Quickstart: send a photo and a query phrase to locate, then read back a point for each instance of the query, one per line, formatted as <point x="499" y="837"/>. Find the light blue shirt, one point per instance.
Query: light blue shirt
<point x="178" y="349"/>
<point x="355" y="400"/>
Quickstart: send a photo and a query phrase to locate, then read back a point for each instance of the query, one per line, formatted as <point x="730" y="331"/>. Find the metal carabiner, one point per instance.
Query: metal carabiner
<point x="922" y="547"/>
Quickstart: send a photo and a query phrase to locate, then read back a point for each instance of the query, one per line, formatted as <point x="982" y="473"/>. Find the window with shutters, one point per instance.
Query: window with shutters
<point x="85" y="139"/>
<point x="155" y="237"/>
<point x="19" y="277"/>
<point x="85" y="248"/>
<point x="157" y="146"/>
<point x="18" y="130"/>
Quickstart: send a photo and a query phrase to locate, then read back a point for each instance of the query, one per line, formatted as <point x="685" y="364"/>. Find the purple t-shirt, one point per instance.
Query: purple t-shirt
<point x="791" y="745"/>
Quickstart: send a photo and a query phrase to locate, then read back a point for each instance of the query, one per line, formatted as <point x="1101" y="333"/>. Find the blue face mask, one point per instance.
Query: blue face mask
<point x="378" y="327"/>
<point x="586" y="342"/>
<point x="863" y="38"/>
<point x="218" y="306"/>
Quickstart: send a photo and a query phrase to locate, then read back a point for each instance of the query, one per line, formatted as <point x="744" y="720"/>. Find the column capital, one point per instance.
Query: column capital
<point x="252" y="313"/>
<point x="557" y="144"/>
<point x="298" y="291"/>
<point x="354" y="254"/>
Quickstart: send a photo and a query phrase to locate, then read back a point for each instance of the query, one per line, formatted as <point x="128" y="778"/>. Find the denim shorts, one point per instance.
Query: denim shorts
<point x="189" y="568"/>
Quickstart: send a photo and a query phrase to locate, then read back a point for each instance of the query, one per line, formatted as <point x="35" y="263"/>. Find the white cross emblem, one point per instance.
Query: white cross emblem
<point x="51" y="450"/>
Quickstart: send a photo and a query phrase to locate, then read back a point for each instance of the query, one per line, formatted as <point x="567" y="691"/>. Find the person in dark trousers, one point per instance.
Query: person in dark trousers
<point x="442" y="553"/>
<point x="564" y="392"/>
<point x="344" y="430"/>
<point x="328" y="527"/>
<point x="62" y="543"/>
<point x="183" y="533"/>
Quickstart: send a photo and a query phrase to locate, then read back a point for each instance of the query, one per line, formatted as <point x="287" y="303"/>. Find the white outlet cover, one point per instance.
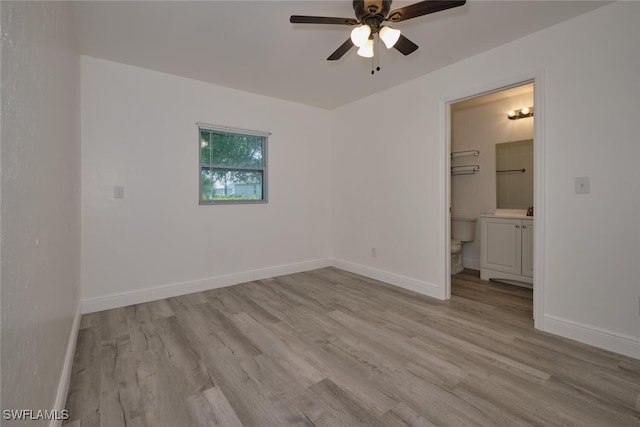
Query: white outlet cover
<point x="582" y="185"/>
<point x="118" y="192"/>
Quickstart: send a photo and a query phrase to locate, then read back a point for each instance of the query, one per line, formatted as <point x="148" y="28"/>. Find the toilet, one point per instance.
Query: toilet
<point x="463" y="230"/>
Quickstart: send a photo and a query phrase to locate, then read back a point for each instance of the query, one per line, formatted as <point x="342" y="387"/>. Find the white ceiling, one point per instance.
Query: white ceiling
<point x="251" y="46"/>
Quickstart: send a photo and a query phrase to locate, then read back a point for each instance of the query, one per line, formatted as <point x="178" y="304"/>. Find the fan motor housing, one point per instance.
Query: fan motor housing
<point x="371" y="12"/>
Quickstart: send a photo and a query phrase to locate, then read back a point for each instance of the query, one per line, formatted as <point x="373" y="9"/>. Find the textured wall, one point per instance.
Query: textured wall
<point x="40" y="210"/>
<point x="139" y="131"/>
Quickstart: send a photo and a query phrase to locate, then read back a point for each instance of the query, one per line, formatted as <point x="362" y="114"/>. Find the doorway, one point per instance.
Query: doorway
<point x="471" y="178"/>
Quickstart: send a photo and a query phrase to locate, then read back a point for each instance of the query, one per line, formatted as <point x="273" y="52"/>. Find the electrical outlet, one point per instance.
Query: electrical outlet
<point x="118" y="192"/>
<point x="582" y="185"/>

### Written request
Reproduce every record above exactly, but leave out the pictures.

### Exercise solution
Quickstart: send a photo and a query phrase to locate, then read back a point for each instance of the query, one per line, formatted as <point x="499" y="837"/>. Find the light blue shirt, one point per instance.
Query: light blue shirt
<point x="178" y="349"/>
<point x="355" y="400"/>
Quickstart: send a photo and a query phrase to locate, then read back a point for each instance of the query, one per line, formatted as <point x="730" y="331"/>. Find the metal carabiner, one point per instance.
Query: metal carabiner
<point x="922" y="547"/>
Quickstart: send a photo and a query phrase to locate, then read back a point for each instance of the query, one per line, formatted as <point x="982" y="473"/>. Find the window with shutters, one point per instance.
Query: window with shutters
<point x="85" y="139"/>
<point x="155" y="237"/>
<point x="19" y="277"/>
<point x="85" y="248"/>
<point x="157" y="146"/>
<point x="18" y="130"/>
Quickstart: send a photo and a query phrase to locate, then read back a point for each instance of the query, one per line, formatted as <point x="685" y="364"/>. Find the purple t-shirt, one point per instance.
Query: purple t-shirt
<point x="791" y="745"/>
Quickstart: send a photo and a query phrase to locate, then read back a point for each instance of the query, one per line, formatted as <point x="1101" y="333"/>. Find the blue face mask, one point per instance.
Query: blue face mask
<point x="378" y="327"/>
<point x="586" y="342"/>
<point x="863" y="38"/>
<point x="218" y="306"/>
Quickstart: send a photo and a query phrase to locate, then read back a point for each instance of the query, one per line, formatted as <point x="744" y="720"/>. Find the column capital, one point per instance.
Query: column capital
<point x="252" y="313"/>
<point x="557" y="144"/>
<point x="298" y="291"/>
<point x="354" y="254"/>
Quickstart: send a photo and a query phrase to locate, then read back a point for each instance of the query, one per line, formatted as <point x="128" y="778"/>. Find the denim shorts, one point per instance.
Query: denim shorts
<point x="189" y="568"/>
Quickstart: send a photo and a query phrase to locate, then read back a point for each instance of the query, one per line, formatted as <point x="35" y="263"/>. Find the white cross emblem, one point per instance.
Query: white cross emblem
<point x="51" y="450"/>
Quickstart: send a photo and a query phrase to locate, then read back a point for each instance of the query, one per line, formatted as <point x="567" y="691"/>. Find the person in dark trousers, one point per instance.
Query: person in dark trousers
<point x="442" y="553"/>
<point x="564" y="392"/>
<point x="344" y="430"/>
<point x="328" y="527"/>
<point x="62" y="543"/>
<point x="183" y="533"/>
Quickstart: send a photo and a query phrase to locate, then read back a point for each instance of the query, one per line, formatted as <point x="287" y="303"/>. Find the white outlet cover, one point per instance.
Query: white outlet cover
<point x="582" y="185"/>
<point x="118" y="192"/>
Quickstart: send a photo and a query phrase to locate, then read back a point for each instance of the query, one per line, formatted as <point x="148" y="28"/>. Find the toilet, one point per instance.
Query: toilet
<point x="463" y="230"/>
Quickstart: send a photo and a query phrase to locate, then read back a point for each instance of the query, one per line, formatted as <point x="342" y="387"/>. Find the white ceiling, one point per instance.
Query: white ceiling
<point x="251" y="46"/>
Quickstart: send a photo and a query phrase to locate, then read back a point for each instance of the query, one per line, formatted as <point x="178" y="304"/>. Find the fan motor housing, one point per instance.
Query: fan motor housing
<point x="371" y="12"/>
Quickstart: send a photo and a query phrase to locate, then read back a point for each instance of the query, one per line, formatted as <point x="373" y="9"/>. Find the textured wall, one point per instance.
Query: textured wall
<point x="40" y="210"/>
<point x="139" y="131"/>
Quickstart: send a photo and a query phrase to locate, then read back a point for each instance of the query, one per line, formatted as <point x="362" y="114"/>. Find the doorway, one point per instance.
Query: doorway
<point x="471" y="178"/>
Quickstart: send a photo and a query phrase to locate, then read back a point for each instance of the query, one per line, formatted as <point x="273" y="52"/>. Find the electrical outlet, one point per instance.
Query: electrical outlet
<point x="118" y="192"/>
<point x="582" y="185"/>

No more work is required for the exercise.